> [Data section]
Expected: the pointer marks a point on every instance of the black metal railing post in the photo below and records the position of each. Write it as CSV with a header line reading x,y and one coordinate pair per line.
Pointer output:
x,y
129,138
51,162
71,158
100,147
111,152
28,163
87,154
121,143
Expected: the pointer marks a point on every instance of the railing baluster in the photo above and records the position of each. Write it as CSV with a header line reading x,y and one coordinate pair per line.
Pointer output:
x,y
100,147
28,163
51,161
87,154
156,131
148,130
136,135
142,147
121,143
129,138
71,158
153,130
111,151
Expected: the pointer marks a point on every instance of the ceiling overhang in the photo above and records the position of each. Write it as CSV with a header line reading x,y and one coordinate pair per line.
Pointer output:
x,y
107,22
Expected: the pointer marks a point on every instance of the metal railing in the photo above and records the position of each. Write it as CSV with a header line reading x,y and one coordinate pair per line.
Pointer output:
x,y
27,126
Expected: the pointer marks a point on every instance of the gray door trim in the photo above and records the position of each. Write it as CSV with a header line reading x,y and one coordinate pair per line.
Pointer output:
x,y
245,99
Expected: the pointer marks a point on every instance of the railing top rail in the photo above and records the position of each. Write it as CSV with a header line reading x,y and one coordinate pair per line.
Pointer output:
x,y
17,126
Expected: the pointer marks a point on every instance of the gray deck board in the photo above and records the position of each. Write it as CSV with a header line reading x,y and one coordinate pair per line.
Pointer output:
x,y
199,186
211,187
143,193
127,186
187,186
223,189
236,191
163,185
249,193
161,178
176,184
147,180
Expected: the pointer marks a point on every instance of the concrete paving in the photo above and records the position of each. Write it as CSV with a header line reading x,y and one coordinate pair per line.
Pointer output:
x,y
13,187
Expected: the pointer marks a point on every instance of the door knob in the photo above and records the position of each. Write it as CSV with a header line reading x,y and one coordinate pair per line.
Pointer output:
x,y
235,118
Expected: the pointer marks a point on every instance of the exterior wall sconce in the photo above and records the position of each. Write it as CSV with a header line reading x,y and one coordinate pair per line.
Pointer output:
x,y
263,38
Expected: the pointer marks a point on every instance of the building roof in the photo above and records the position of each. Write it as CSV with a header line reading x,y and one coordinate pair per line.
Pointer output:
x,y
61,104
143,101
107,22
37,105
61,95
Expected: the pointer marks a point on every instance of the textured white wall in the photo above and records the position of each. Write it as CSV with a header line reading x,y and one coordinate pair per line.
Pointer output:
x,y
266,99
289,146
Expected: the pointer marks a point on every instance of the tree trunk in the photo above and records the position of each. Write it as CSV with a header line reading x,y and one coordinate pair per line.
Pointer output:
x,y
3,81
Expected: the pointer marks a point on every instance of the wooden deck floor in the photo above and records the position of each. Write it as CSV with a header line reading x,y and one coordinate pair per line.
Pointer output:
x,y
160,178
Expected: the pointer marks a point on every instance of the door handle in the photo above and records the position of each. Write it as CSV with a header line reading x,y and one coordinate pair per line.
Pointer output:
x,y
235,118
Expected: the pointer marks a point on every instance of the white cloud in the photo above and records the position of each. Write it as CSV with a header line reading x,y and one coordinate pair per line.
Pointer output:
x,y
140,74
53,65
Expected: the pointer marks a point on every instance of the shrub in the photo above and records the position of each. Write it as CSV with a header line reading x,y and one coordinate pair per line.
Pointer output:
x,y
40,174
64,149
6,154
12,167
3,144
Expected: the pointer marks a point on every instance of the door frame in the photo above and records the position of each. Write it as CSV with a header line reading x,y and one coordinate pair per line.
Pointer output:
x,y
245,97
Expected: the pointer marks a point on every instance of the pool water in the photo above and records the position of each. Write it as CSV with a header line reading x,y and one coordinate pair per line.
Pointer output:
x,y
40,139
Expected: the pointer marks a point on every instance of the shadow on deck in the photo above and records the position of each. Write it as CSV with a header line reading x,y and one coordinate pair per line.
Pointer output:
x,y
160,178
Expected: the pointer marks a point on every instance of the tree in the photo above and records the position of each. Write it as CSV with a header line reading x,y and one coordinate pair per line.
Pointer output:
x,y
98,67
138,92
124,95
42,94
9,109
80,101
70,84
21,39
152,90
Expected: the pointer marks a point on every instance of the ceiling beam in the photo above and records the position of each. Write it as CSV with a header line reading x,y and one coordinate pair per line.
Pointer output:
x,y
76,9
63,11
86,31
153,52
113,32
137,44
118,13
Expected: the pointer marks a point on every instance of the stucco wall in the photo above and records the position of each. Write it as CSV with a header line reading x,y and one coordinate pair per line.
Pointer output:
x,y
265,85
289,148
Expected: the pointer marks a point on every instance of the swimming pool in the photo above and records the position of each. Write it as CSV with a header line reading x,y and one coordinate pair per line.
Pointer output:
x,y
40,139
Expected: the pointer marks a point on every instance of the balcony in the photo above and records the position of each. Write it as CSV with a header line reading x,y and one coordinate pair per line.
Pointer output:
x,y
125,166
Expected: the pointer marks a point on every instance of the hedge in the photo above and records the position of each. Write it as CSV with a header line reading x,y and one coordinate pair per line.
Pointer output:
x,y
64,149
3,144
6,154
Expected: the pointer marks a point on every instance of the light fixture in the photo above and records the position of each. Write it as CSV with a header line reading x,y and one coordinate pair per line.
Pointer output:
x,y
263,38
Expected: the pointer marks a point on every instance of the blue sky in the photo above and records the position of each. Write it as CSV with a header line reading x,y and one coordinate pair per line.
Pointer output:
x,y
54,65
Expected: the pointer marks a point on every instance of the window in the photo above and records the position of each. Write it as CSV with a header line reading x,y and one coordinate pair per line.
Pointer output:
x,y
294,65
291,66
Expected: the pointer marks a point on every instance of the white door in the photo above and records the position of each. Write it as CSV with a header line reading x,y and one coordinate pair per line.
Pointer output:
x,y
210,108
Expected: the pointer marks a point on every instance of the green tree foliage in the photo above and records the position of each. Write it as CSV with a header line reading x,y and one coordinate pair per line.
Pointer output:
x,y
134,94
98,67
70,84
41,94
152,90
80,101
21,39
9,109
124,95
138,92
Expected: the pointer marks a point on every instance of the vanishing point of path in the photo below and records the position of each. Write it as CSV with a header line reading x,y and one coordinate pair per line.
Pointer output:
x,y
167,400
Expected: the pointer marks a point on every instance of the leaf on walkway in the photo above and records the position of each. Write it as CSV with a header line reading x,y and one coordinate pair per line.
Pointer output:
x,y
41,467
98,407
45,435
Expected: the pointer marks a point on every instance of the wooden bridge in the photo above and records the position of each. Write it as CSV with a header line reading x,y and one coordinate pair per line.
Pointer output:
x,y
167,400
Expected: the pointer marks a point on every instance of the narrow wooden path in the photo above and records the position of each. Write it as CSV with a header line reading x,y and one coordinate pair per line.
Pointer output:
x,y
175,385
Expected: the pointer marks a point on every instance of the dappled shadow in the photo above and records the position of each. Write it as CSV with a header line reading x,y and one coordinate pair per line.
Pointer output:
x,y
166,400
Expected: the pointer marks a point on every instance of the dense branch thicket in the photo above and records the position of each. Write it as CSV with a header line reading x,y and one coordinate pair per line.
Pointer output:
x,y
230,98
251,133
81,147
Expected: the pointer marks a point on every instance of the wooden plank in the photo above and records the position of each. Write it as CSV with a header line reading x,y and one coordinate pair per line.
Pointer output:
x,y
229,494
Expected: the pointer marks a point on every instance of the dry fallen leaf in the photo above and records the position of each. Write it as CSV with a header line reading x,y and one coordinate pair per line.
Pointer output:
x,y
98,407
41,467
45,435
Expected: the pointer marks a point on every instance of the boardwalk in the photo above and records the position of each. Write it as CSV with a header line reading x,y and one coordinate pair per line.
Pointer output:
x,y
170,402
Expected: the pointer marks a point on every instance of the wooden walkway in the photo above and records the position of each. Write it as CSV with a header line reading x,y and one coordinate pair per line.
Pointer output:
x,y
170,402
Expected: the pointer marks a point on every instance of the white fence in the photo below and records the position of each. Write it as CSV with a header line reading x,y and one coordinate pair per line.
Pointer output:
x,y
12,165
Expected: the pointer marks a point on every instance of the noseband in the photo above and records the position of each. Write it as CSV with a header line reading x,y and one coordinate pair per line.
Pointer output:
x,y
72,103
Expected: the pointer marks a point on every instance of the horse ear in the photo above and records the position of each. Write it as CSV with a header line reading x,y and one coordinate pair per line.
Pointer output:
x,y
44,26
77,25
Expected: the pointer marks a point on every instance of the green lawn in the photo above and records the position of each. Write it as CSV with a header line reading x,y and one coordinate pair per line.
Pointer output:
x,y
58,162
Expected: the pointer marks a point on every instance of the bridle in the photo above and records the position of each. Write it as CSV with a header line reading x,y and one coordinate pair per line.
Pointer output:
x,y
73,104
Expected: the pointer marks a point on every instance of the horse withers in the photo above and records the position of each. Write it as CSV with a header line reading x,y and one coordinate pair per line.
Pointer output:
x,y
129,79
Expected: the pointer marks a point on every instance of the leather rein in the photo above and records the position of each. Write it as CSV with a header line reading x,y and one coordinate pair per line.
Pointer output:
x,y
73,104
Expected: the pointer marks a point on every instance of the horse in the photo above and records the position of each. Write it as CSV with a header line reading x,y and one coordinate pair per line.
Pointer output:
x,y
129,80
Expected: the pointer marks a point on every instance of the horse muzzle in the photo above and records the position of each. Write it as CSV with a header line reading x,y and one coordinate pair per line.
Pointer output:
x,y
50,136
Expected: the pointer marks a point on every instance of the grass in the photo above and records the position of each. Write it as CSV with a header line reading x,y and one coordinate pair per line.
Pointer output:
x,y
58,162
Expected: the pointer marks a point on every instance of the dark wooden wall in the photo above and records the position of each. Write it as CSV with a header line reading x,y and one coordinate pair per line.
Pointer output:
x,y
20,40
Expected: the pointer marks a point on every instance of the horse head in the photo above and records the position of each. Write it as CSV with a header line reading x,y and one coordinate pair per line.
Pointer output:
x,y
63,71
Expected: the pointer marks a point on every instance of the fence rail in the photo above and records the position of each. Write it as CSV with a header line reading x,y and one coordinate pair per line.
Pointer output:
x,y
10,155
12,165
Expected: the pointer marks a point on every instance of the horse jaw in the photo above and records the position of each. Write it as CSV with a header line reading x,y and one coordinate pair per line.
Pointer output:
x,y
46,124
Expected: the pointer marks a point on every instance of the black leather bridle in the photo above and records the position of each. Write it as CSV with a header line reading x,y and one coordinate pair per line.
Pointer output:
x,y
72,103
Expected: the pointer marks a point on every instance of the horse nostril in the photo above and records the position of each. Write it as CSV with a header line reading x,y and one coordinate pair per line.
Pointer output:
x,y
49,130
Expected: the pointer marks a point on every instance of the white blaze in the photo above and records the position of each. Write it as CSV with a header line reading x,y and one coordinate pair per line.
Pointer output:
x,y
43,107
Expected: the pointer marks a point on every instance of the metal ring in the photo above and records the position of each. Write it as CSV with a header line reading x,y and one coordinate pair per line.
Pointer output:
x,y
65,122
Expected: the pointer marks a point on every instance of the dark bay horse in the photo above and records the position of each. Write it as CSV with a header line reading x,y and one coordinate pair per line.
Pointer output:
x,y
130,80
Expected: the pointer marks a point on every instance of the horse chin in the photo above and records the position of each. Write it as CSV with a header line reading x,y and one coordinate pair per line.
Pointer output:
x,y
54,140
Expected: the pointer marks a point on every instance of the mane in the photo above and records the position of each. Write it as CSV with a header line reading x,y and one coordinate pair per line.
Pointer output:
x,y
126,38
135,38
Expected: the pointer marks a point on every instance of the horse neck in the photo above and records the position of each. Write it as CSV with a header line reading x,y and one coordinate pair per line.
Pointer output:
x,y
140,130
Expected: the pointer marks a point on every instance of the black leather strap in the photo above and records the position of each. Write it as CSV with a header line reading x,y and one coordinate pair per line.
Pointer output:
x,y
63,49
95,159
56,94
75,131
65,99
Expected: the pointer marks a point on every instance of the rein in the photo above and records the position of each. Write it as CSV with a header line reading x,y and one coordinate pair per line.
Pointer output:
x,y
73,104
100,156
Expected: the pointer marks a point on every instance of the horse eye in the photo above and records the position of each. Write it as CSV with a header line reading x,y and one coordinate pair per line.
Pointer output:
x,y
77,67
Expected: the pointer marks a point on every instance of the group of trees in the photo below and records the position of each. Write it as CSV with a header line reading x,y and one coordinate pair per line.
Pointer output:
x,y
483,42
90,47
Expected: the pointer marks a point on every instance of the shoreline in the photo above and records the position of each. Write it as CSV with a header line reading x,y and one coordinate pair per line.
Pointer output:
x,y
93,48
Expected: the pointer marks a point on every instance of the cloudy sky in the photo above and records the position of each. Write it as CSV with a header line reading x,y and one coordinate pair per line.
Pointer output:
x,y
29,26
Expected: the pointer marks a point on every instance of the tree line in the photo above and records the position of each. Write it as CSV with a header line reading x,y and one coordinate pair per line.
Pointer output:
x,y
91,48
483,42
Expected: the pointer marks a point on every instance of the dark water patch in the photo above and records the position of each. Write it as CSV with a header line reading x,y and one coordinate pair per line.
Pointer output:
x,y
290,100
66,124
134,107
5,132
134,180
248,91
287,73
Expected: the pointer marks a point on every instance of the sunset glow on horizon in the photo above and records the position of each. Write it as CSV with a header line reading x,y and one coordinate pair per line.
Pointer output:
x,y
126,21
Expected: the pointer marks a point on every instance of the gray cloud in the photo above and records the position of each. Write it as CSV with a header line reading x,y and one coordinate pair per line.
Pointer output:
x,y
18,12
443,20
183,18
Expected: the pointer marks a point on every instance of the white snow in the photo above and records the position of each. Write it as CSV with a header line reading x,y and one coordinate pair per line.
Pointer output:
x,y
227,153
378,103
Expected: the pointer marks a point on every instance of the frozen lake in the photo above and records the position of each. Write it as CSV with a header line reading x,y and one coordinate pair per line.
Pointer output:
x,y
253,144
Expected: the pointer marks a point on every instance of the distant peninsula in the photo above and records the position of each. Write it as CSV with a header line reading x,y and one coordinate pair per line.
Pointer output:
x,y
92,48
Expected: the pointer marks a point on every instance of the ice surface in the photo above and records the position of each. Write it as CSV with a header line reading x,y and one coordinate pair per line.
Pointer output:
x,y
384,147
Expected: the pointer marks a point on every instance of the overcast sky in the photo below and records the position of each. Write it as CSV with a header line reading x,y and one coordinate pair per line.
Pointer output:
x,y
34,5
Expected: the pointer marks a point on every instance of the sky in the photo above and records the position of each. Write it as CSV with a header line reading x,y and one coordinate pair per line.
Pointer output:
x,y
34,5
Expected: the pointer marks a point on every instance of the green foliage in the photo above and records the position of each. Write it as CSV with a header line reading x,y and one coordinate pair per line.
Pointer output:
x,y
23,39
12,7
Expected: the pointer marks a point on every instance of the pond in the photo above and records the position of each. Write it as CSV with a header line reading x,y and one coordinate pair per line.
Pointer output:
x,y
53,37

> [Problem to solve]
Find the line that contains "of the distant" in the listing above. Retype it and every line after it up to the last, exactly, and nothing else.

> [Solution for this task]
Expected: the pointer marks a point on every instance of the distant peninsula in the photo above and records the position of each. Write it as CSV with a header line reading x,y and one coordinate pair per line.
Pointer output:
x,y
92,48
Expected: the pointer marks a point on every instance of the ice surface in the photo above and records the position of each. Write it as CSV with a header line reading x,y and one coordinate pair per line.
Pointer output:
x,y
384,147
Expected: the pointer marks a point on every instance of the overcast sky in the photo below and records the position of each. Write it as CSV with a header line reading x,y and one coordinate pair per line.
Pointer output:
x,y
34,5
Expected: the pointer marks a point on every instance of the sky in the photo above and records the position of each. Write it as CSV with a header line reading x,y and one coordinate pair per line.
Pointer output:
x,y
34,5
Expected: the pointer marks a point on every instance of the green foliage in the photo above and records the position of each. Write it as CSV with a header line reading x,y and one coordinate pair per line.
Pointer output:
x,y
23,39
12,7
Expected: the pointer marks a point on every instance of the pond in the photo above and records the position of each. Write it as CSV with a header line reading x,y and one coordinate pair per line.
Pointer output:
x,y
53,37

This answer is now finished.